GOAL OF THE EXERCISE | Reproduce word for word the lines of the records from the one containing "Note: for each instance of the map" through the one containing "point(576, 291)", both included.

(Extracted data entries)
=-=-=-=-=

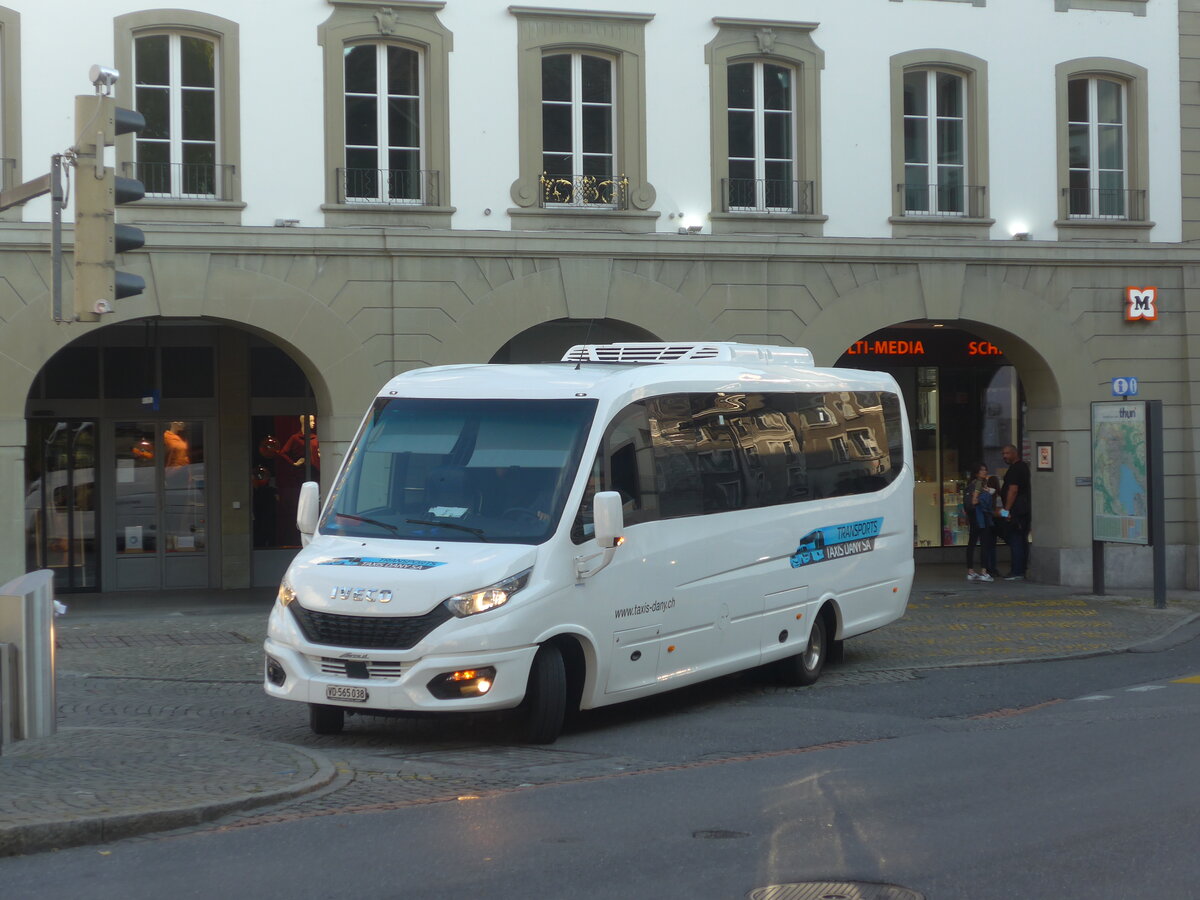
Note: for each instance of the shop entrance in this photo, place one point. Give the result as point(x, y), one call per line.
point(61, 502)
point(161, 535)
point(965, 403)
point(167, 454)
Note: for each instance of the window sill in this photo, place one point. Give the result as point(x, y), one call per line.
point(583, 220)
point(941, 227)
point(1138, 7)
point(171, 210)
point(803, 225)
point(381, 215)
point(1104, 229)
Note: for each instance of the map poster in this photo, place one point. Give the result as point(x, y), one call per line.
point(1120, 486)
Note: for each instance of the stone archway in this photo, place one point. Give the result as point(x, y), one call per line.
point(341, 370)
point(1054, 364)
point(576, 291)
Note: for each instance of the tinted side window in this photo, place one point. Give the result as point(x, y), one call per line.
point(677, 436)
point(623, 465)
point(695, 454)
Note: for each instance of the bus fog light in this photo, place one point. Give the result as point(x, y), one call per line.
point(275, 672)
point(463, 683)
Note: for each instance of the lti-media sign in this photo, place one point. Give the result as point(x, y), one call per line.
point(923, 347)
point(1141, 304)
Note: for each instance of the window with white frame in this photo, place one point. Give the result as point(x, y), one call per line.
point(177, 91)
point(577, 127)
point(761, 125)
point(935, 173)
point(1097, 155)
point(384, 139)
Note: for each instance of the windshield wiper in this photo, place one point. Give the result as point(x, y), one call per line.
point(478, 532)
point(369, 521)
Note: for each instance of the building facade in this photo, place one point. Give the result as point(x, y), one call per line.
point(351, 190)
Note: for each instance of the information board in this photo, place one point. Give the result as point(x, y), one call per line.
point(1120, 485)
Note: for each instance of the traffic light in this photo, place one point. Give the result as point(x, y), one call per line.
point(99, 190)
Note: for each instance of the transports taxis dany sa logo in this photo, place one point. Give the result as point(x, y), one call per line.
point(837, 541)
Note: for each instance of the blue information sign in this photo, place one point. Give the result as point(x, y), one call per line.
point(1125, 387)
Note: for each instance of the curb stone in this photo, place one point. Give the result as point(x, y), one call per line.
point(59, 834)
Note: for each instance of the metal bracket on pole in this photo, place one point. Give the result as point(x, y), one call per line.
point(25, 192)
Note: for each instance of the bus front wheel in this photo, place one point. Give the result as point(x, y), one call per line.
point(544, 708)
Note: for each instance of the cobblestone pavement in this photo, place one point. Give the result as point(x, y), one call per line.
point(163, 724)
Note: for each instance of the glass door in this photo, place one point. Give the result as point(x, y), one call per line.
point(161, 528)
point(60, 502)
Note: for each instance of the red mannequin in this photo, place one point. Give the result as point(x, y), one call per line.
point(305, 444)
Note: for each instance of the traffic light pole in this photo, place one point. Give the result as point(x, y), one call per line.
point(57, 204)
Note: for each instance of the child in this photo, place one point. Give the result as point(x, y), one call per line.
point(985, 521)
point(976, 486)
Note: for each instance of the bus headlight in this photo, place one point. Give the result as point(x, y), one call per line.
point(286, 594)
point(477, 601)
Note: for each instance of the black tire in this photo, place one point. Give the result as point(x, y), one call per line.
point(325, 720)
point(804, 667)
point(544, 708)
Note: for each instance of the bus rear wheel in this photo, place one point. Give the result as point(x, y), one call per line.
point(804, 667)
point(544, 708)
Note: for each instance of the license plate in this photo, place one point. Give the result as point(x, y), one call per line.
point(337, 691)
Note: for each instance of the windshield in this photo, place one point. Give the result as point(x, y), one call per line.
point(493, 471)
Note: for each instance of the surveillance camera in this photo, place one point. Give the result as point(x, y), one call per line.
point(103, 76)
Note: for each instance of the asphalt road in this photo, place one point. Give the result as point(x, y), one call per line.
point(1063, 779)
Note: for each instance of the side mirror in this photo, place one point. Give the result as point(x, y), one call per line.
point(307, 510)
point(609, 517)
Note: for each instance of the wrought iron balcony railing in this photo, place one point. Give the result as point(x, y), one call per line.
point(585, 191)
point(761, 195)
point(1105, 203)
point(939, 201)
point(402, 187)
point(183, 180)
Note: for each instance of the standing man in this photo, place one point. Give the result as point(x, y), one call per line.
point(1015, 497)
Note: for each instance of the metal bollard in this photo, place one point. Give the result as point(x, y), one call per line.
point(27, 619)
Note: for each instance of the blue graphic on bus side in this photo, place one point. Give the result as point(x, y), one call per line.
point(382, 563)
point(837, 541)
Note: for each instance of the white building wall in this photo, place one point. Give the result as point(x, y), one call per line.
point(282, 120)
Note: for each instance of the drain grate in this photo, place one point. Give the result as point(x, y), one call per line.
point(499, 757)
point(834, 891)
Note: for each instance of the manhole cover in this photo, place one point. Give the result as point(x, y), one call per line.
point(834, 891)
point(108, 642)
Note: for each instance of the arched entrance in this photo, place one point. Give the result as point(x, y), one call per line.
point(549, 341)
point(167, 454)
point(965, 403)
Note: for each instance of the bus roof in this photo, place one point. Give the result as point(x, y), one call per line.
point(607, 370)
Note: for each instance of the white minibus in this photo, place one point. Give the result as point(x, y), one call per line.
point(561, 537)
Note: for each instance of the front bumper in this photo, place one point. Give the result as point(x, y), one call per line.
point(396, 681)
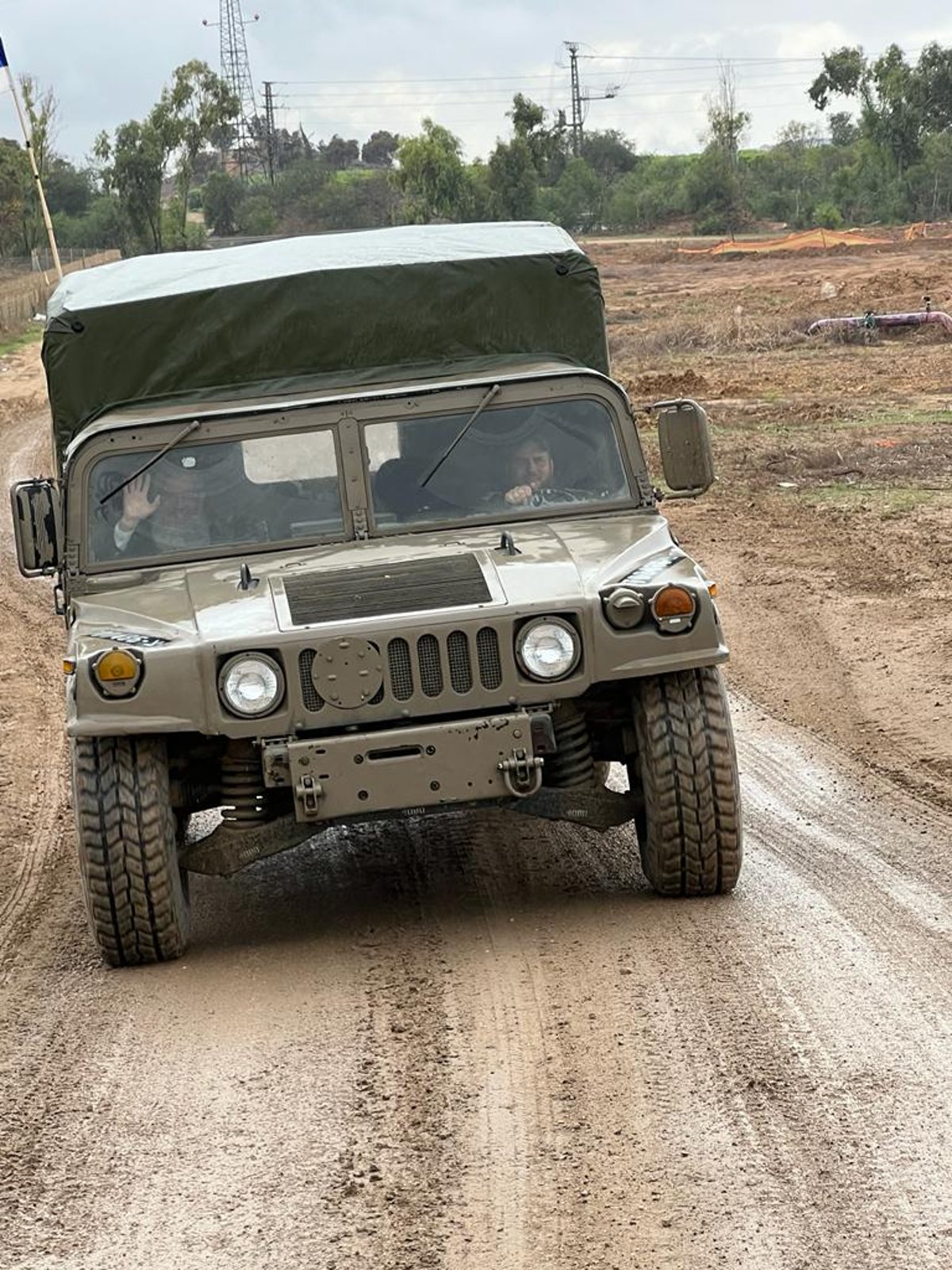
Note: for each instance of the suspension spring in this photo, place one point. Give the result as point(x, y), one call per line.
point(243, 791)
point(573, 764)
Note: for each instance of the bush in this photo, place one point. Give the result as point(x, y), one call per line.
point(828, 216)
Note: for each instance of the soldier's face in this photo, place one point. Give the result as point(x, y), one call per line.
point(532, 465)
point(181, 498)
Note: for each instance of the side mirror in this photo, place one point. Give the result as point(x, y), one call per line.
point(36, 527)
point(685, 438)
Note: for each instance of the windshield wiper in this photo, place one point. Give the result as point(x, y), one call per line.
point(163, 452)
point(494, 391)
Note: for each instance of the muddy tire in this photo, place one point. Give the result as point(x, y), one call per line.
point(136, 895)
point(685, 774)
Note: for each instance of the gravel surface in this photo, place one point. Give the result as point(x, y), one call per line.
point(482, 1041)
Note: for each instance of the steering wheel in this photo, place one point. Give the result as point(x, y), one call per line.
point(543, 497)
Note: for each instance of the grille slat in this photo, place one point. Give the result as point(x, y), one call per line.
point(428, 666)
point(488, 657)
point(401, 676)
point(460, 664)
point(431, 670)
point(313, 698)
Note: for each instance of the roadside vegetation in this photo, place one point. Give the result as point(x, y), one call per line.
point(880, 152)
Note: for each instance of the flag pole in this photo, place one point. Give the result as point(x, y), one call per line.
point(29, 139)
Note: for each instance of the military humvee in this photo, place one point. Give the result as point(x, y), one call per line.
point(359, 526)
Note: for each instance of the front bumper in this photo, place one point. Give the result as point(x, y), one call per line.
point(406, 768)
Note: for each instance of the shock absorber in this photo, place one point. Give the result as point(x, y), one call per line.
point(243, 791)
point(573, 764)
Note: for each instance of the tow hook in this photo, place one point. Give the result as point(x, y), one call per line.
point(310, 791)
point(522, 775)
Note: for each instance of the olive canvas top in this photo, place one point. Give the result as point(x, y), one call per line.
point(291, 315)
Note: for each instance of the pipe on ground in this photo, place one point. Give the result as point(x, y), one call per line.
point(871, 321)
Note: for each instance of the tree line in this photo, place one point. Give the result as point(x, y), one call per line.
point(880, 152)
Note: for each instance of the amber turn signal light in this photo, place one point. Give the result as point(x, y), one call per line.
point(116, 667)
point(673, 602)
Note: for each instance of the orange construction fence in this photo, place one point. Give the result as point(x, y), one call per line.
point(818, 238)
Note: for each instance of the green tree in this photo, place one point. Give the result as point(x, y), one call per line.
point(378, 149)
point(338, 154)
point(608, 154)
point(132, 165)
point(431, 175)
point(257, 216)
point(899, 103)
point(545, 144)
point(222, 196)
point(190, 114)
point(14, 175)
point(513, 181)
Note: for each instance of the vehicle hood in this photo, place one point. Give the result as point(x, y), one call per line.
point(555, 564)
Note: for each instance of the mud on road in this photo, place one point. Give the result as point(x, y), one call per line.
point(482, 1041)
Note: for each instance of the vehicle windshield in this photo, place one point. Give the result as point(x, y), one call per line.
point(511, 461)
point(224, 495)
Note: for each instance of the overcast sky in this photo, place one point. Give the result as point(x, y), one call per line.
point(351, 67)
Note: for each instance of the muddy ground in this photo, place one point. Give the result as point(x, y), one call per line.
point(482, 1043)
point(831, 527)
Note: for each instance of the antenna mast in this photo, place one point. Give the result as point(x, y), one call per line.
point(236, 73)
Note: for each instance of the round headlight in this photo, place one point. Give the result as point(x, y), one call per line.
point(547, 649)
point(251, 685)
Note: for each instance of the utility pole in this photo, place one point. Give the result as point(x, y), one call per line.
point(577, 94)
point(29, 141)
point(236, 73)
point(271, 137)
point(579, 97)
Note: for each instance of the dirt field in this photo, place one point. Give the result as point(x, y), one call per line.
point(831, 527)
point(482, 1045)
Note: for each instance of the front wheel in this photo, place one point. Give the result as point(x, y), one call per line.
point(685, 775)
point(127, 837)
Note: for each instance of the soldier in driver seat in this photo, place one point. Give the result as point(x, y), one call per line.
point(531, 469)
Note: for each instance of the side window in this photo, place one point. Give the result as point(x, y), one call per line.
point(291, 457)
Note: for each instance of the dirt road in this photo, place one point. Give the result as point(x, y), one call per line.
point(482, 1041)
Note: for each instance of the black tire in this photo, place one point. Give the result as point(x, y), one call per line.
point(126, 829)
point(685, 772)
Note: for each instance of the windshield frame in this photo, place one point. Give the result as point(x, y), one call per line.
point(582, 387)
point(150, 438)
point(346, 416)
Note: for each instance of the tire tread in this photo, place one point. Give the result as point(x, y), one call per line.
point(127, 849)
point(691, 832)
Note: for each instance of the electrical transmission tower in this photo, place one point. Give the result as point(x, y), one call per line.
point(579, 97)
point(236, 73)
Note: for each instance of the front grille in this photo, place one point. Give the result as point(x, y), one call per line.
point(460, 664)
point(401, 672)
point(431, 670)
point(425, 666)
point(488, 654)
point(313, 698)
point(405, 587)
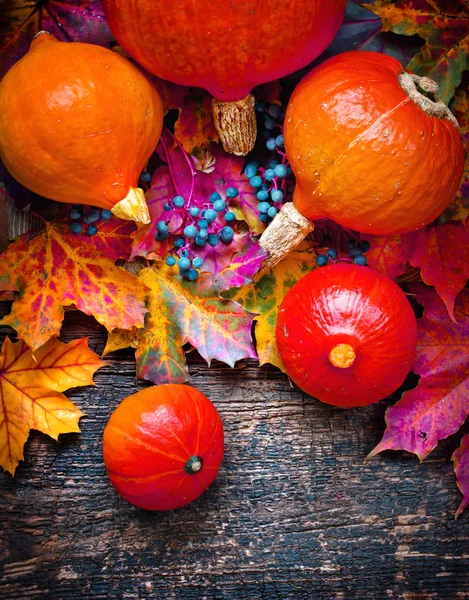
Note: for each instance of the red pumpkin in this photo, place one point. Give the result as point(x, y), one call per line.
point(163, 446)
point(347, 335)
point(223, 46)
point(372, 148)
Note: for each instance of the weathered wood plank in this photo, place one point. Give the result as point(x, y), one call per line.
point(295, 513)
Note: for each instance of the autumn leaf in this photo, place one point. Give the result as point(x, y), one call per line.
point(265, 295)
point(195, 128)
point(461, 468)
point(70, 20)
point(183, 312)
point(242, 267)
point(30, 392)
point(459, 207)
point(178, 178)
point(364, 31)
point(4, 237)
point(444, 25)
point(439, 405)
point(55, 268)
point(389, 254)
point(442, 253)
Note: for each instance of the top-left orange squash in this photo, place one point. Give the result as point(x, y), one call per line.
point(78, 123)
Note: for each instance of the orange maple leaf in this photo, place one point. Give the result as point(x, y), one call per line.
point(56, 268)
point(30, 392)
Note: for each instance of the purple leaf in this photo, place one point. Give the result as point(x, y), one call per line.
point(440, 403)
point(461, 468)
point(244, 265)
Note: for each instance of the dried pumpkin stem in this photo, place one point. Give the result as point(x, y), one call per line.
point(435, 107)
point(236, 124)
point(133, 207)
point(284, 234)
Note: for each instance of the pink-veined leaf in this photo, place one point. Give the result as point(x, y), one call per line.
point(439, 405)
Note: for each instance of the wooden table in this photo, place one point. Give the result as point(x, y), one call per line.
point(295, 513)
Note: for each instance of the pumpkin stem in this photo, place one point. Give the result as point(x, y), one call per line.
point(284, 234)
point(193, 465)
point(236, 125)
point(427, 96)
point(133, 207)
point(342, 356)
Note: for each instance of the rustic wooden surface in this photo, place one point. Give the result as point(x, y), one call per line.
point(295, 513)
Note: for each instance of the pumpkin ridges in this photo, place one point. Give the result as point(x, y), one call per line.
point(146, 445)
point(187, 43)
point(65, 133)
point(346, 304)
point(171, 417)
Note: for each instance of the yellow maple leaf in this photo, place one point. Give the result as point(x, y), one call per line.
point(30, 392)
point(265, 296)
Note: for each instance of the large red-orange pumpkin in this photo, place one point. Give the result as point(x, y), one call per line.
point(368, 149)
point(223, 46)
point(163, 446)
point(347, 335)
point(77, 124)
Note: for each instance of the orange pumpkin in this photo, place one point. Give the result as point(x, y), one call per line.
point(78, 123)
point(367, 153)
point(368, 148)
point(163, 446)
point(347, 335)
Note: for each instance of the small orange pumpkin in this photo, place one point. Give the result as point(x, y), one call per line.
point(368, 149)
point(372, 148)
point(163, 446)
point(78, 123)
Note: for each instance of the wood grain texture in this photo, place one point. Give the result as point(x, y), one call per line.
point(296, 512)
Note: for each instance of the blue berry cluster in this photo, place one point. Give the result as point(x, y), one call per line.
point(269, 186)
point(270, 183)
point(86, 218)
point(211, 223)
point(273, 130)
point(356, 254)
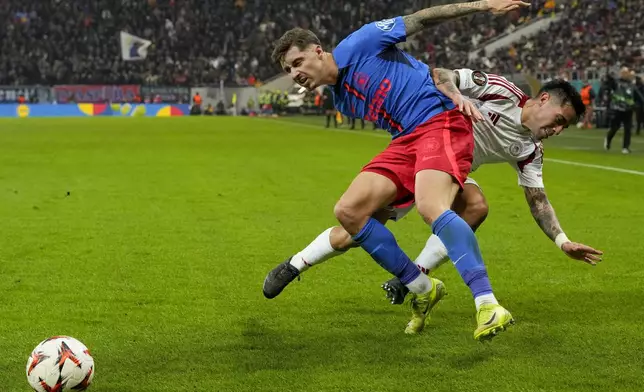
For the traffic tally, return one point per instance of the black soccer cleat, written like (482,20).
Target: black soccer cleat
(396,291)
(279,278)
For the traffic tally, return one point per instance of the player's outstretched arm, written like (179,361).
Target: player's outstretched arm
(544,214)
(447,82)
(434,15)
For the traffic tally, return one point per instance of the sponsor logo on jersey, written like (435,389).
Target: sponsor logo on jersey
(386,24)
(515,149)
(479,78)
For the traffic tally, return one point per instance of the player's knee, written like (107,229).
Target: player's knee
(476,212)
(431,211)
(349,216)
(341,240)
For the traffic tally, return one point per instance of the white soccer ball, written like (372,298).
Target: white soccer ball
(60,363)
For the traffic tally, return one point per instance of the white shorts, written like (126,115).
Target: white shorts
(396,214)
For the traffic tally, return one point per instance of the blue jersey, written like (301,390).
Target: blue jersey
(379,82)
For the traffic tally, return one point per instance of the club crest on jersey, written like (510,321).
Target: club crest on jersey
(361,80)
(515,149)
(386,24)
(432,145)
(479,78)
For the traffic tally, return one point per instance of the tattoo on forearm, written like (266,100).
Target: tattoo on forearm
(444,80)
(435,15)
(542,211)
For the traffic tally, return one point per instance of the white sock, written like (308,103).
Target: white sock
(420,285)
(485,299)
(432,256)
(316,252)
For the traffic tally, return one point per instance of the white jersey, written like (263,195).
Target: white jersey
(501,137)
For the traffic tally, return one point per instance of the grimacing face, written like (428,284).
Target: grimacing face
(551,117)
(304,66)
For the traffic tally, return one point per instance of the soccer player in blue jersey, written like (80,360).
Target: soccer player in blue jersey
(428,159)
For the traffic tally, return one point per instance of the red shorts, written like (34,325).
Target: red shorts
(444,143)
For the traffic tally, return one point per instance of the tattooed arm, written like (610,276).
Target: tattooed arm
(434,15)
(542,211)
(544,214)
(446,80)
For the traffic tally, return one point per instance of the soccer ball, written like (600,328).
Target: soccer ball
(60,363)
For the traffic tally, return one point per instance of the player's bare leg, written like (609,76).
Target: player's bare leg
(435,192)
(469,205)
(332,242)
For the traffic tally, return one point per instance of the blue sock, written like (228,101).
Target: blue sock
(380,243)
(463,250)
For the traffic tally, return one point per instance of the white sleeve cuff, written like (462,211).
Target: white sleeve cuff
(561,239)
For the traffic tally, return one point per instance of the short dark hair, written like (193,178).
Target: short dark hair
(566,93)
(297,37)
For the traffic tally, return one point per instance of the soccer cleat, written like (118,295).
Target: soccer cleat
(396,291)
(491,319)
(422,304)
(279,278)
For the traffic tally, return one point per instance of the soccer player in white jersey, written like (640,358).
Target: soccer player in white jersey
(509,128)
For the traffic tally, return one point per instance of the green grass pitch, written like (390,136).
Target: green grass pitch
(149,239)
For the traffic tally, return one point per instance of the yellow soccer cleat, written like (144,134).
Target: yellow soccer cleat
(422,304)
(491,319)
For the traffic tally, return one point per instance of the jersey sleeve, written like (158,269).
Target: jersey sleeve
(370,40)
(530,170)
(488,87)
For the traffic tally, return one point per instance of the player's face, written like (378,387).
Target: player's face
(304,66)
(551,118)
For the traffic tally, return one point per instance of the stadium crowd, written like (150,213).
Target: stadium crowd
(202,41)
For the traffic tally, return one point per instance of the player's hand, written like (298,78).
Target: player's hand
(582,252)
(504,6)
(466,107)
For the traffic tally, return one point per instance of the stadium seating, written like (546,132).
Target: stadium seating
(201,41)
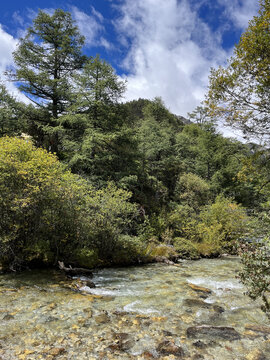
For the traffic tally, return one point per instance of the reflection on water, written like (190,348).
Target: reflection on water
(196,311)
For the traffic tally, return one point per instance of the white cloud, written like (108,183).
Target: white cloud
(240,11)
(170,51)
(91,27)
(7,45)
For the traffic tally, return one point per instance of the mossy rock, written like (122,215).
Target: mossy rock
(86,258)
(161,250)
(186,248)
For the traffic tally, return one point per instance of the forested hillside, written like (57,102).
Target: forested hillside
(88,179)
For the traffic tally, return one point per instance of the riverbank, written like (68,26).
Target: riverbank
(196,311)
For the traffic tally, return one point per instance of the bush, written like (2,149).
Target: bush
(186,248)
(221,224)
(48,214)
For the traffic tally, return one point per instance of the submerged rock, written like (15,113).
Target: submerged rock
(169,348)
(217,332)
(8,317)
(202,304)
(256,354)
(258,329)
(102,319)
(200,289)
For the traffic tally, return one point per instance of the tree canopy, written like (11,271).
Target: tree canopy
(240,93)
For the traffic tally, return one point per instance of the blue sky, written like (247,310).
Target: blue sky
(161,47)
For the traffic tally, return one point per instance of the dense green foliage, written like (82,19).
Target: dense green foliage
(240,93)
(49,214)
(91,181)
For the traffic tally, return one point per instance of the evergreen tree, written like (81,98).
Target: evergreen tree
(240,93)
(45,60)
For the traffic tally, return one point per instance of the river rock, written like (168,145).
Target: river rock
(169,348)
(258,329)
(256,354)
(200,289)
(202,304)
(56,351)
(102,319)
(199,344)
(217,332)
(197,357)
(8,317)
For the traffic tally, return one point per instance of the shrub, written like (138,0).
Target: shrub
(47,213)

=-=-=-=-=

OUTPUT OF THE EXERCISE |
Note: for each instance of the map poster in this photo, place one point. Give the result as point(x, y), one call per line.
point(1120, 486)
Note: for each instance of the stone archway in this photo, place one point. Give the result as point(x, y), one call per line.
point(341, 370)
point(1054, 364)
point(576, 291)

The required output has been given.